Dataset:
■ ■ ■ ■ ■ ■ ■

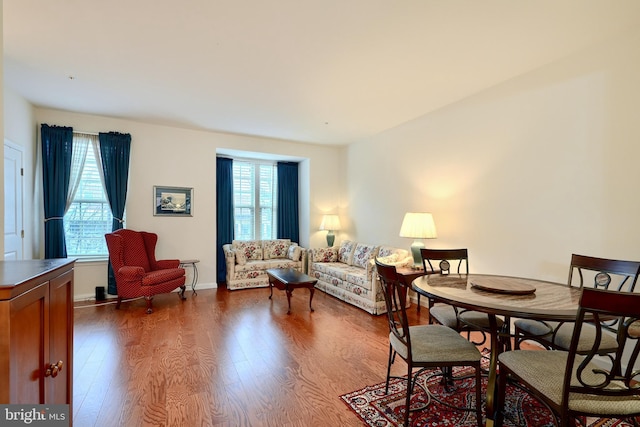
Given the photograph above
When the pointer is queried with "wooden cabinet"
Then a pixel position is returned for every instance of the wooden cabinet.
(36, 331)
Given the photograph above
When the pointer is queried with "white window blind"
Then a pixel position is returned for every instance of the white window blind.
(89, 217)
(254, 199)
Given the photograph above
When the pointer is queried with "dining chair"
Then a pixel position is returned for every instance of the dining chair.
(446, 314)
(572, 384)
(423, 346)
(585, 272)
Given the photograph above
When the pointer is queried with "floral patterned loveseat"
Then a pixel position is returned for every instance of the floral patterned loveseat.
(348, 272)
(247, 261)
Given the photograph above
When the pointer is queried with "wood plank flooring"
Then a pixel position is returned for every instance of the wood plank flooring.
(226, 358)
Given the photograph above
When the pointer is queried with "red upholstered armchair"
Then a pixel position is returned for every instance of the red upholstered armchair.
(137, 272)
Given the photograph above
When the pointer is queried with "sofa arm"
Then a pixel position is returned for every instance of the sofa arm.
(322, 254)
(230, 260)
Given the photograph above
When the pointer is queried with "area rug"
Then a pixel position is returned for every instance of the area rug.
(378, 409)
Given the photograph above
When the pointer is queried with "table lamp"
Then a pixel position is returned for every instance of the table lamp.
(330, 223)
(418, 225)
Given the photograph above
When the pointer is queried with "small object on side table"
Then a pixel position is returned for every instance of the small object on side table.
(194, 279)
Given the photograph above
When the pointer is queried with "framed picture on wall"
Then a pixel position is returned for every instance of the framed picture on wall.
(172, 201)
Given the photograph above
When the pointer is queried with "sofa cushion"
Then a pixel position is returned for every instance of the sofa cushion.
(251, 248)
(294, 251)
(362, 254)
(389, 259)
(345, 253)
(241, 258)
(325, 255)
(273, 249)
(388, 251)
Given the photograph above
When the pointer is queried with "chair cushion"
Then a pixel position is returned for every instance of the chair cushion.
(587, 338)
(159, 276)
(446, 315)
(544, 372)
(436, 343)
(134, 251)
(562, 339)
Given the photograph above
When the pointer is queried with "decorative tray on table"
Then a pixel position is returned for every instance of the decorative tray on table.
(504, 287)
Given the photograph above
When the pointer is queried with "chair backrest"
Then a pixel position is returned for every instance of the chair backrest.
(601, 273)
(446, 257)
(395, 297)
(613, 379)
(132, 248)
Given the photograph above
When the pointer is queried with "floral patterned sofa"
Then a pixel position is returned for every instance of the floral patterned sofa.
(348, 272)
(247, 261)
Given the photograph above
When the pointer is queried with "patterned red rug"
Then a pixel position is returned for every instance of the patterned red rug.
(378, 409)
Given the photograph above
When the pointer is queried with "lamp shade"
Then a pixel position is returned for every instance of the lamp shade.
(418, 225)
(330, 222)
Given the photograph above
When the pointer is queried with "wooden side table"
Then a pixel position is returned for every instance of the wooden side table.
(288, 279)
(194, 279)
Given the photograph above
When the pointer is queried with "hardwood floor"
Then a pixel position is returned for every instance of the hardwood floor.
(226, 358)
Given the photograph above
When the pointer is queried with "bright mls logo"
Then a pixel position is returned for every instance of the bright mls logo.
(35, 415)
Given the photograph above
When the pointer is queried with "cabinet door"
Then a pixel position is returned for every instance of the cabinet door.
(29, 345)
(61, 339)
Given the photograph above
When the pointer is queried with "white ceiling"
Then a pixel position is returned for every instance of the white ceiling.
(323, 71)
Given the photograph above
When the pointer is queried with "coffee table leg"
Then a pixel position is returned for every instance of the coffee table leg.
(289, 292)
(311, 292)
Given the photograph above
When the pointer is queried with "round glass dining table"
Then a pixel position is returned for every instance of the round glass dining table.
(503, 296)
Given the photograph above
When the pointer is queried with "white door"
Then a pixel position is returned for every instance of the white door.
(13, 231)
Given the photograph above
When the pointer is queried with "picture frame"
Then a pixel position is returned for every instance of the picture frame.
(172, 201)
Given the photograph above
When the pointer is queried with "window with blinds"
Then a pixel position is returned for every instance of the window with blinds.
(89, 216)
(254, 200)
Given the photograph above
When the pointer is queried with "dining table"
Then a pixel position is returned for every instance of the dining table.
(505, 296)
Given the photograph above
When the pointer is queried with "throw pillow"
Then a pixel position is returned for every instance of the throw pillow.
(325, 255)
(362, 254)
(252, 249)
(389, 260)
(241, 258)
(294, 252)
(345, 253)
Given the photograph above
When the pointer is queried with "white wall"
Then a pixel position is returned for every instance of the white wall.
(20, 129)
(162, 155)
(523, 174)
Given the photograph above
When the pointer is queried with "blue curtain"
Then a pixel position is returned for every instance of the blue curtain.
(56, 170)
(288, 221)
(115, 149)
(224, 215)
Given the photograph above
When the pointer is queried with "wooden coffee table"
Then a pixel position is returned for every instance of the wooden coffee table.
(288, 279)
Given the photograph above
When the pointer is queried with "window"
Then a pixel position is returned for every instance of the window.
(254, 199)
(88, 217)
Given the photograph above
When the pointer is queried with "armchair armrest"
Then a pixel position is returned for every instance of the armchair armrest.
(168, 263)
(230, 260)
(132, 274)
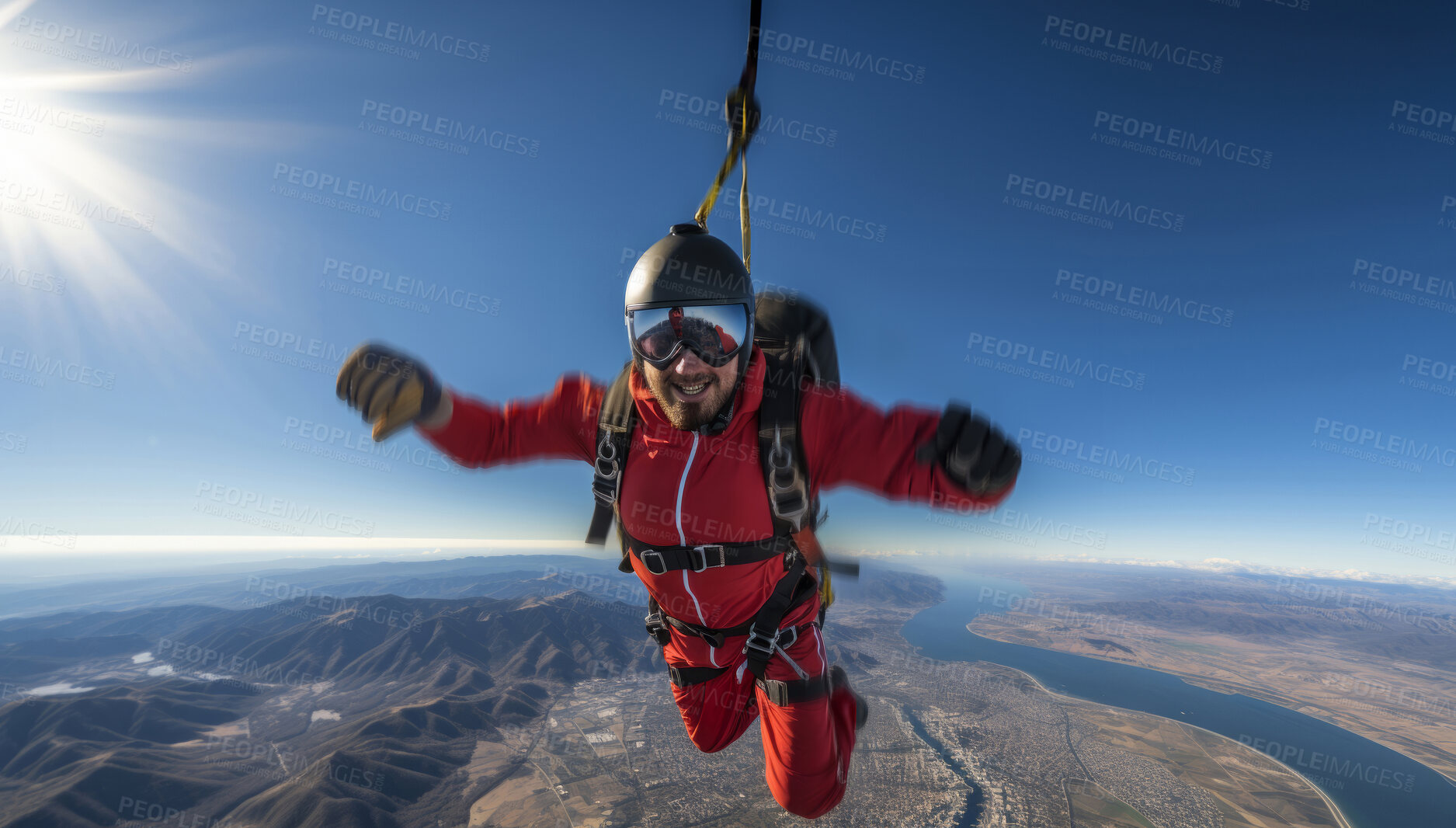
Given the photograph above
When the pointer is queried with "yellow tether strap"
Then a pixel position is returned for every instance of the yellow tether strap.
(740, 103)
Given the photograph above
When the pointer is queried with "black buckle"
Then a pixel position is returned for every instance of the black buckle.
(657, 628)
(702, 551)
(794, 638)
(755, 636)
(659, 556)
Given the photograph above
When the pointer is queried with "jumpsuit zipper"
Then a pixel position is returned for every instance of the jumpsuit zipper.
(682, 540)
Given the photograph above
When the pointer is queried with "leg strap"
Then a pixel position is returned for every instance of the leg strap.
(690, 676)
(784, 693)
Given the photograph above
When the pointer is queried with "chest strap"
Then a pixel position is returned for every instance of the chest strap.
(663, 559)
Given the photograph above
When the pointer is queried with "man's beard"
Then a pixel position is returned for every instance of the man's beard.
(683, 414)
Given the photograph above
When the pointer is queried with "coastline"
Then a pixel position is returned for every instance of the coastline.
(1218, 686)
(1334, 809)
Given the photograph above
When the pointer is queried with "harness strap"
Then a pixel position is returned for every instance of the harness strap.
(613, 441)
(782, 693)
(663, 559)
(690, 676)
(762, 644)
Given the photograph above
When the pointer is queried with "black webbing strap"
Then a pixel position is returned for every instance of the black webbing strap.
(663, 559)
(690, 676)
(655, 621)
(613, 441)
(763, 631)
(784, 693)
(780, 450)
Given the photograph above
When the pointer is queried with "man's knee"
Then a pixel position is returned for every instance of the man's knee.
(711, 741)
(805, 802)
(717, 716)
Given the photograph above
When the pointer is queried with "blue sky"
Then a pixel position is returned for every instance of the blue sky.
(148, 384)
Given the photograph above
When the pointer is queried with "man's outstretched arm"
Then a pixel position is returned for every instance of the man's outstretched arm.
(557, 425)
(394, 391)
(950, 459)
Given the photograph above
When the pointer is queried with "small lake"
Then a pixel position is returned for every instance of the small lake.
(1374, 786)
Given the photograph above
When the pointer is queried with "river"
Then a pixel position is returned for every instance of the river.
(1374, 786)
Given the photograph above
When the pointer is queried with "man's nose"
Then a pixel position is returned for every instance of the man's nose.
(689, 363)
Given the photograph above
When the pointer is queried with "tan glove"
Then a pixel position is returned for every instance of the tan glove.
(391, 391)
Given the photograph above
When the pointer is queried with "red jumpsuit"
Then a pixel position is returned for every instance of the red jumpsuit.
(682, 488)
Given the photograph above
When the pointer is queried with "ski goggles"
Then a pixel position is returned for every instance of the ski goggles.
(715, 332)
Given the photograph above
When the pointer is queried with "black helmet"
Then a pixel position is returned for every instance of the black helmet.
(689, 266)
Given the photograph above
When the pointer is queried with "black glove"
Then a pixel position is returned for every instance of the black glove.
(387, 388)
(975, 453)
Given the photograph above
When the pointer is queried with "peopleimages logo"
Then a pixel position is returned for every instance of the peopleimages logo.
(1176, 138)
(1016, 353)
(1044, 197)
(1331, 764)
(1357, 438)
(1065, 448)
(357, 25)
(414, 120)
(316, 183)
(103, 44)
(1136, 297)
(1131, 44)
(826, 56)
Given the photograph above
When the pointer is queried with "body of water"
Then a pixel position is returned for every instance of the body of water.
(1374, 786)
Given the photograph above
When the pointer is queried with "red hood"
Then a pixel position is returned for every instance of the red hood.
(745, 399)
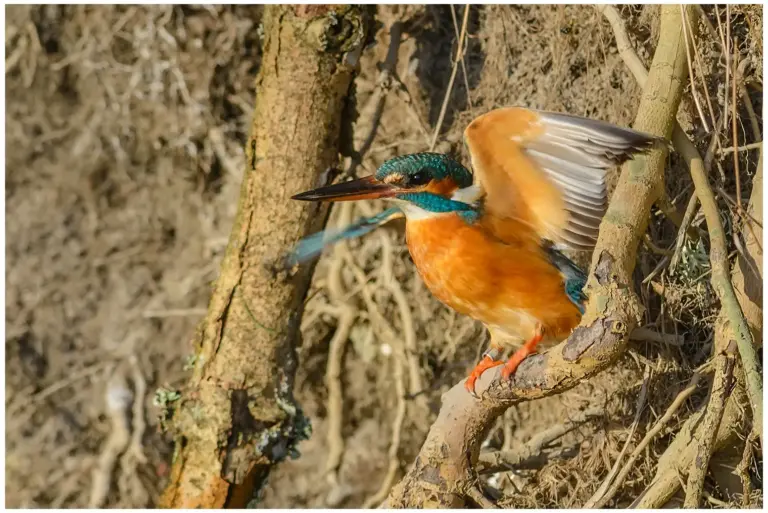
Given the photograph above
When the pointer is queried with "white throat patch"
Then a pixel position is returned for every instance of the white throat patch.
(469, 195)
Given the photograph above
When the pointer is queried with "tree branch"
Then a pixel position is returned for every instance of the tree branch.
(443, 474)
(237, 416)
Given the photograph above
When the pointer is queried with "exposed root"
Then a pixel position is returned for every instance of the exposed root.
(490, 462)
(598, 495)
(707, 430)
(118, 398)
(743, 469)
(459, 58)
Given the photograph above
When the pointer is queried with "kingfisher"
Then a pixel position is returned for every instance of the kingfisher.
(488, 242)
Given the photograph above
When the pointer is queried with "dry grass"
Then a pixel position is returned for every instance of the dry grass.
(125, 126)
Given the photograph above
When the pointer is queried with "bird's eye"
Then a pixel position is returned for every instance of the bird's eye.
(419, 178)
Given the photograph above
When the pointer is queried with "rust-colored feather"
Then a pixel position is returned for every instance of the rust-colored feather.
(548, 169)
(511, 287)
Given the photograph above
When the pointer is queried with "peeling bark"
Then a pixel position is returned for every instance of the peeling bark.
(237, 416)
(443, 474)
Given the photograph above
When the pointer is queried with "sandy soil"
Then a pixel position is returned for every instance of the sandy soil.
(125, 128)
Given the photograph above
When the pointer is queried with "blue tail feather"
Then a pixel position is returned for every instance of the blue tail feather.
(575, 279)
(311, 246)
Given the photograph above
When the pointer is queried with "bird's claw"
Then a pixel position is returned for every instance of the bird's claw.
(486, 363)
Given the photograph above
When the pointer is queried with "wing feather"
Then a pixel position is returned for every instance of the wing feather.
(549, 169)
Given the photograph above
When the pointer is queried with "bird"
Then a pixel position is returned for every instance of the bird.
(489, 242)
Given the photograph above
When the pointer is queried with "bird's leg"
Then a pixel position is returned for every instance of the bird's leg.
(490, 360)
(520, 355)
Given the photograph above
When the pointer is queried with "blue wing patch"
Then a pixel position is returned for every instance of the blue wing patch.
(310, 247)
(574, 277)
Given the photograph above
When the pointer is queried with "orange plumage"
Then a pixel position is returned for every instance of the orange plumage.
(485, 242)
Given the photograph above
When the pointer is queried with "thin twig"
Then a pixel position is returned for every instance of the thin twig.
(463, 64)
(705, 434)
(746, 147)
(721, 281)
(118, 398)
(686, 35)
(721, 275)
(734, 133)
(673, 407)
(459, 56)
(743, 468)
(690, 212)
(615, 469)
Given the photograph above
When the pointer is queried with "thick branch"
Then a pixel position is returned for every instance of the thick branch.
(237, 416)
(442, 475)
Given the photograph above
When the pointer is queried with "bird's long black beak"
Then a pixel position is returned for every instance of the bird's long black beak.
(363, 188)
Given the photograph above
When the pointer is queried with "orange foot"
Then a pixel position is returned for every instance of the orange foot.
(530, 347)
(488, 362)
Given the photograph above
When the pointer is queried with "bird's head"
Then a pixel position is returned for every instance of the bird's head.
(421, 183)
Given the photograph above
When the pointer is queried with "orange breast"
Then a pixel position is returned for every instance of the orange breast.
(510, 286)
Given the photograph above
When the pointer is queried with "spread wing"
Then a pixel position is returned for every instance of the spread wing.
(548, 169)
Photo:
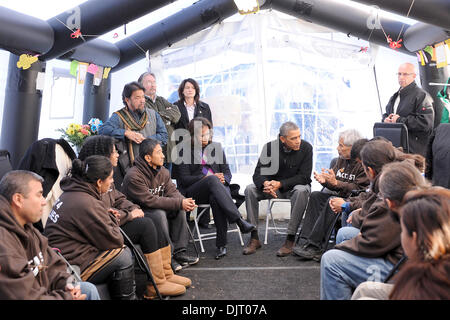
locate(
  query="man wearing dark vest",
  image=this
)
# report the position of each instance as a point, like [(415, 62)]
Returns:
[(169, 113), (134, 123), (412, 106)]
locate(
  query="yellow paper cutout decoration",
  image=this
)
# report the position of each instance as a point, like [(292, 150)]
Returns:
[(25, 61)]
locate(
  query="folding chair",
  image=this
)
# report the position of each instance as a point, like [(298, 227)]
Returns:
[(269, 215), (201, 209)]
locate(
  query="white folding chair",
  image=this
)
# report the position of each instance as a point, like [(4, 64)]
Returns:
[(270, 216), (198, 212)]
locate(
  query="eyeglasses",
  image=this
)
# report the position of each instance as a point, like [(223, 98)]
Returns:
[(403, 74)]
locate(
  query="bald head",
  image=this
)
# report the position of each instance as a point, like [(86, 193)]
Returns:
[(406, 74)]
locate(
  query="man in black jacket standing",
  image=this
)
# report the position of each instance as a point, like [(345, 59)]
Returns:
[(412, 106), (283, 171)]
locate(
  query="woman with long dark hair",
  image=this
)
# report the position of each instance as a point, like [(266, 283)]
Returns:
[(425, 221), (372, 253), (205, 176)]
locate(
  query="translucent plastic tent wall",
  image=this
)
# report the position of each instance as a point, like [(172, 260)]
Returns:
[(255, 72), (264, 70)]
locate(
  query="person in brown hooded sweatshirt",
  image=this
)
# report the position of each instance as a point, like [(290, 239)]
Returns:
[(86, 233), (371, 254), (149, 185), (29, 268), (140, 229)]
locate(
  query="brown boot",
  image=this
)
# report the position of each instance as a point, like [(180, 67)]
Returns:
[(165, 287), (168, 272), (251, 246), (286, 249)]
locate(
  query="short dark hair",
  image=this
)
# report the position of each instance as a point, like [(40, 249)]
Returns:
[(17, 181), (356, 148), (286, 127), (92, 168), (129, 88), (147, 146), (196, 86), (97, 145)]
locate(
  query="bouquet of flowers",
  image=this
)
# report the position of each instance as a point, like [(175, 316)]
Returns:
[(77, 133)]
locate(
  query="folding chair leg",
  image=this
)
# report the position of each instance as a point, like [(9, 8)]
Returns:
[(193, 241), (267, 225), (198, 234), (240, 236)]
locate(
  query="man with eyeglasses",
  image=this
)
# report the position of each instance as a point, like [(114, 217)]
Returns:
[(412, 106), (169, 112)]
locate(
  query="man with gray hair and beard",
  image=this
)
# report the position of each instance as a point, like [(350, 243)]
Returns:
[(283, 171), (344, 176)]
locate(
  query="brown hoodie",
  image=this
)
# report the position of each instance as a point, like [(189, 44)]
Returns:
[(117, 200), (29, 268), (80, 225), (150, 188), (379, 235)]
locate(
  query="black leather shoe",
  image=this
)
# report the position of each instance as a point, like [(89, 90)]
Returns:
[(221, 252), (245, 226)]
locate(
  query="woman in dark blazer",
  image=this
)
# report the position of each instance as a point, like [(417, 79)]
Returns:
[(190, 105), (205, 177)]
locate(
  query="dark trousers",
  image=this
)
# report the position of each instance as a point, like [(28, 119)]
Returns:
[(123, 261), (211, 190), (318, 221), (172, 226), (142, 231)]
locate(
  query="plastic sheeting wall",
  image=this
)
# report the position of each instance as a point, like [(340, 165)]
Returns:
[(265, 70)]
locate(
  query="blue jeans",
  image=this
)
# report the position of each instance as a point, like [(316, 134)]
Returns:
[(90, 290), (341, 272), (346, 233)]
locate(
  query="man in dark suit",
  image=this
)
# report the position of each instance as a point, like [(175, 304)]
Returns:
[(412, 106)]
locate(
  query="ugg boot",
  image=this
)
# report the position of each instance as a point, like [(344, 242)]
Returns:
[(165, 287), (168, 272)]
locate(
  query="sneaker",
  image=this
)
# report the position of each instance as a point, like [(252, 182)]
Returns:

■ ■ ■ ■ ■ ■ ■

Only lines holding the word "plastic" belong in the answer; copy all of them from the records.

Written response:
  query="translucent plastic tent wall",
  query="plastic sheeting wall",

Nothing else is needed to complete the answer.